Required task — Give the data again, word for word.

####################

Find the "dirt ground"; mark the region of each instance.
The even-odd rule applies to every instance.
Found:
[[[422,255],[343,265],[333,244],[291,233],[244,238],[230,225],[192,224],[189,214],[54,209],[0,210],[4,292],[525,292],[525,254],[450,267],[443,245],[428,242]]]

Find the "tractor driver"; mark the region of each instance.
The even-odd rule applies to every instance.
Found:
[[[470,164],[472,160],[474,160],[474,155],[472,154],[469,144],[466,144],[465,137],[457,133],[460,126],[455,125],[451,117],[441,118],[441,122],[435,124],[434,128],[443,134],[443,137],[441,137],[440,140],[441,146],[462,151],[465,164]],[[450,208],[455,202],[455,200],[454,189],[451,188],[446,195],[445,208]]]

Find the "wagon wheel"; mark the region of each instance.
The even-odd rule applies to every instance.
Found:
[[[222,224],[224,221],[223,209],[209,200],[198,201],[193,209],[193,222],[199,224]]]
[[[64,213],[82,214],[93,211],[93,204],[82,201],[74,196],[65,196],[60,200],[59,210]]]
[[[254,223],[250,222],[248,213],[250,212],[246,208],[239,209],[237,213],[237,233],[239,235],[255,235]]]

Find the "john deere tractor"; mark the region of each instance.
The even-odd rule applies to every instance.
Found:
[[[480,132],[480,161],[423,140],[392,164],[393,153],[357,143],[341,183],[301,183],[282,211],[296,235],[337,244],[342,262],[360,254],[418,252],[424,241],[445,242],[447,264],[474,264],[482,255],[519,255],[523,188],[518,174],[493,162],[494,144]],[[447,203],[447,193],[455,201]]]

####################

Solution —
Find the "dirt ground"; mark the region of each instance.
The even-odd rule applies to every instance.
Found:
[[[422,255],[343,265],[333,244],[291,233],[244,238],[230,225],[192,224],[189,214],[54,209],[0,210],[4,292],[525,292],[525,254],[450,267],[443,245],[428,242]]]

Find the "tractor driver"; mark the region of each instance.
The even-odd rule applies to every instance.
Found:
[[[470,164],[472,160],[474,160],[474,155],[472,154],[469,144],[466,144],[465,137],[457,133],[460,126],[455,125],[451,117],[441,118],[441,122],[435,124],[434,128],[443,134],[443,137],[441,137],[440,140],[441,146],[462,151],[465,164]],[[450,208],[455,202],[455,200],[454,189],[451,188],[446,195],[445,208]]]

Find the "wagon wheel"; mark the region of each instance.
The even-odd rule applies to every instance.
Found:
[[[222,224],[224,221],[223,209],[209,200],[198,201],[193,209],[193,222],[199,224]]]
[[[64,213],[82,214],[93,211],[93,204],[82,201],[74,196],[65,196],[60,200],[59,210]]]
[[[254,223],[250,222],[248,213],[250,212],[246,208],[239,209],[237,213],[237,233],[239,235],[255,235]]]

Find the "john deere tractor"; mark the region of each instance.
The even-odd rule applies to every instance.
Found:
[[[480,132],[480,161],[423,140],[392,164],[393,153],[357,143],[341,183],[301,183],[282,211],[296,235],[337,244],[342,262],[360,254],[418,252],[424,241],[445,242],[447,264],[474,264],[482,255],[519,255],[523,188],[518,174],[493,162],[494,144]],[[447,203],[447,193],[455,201]]]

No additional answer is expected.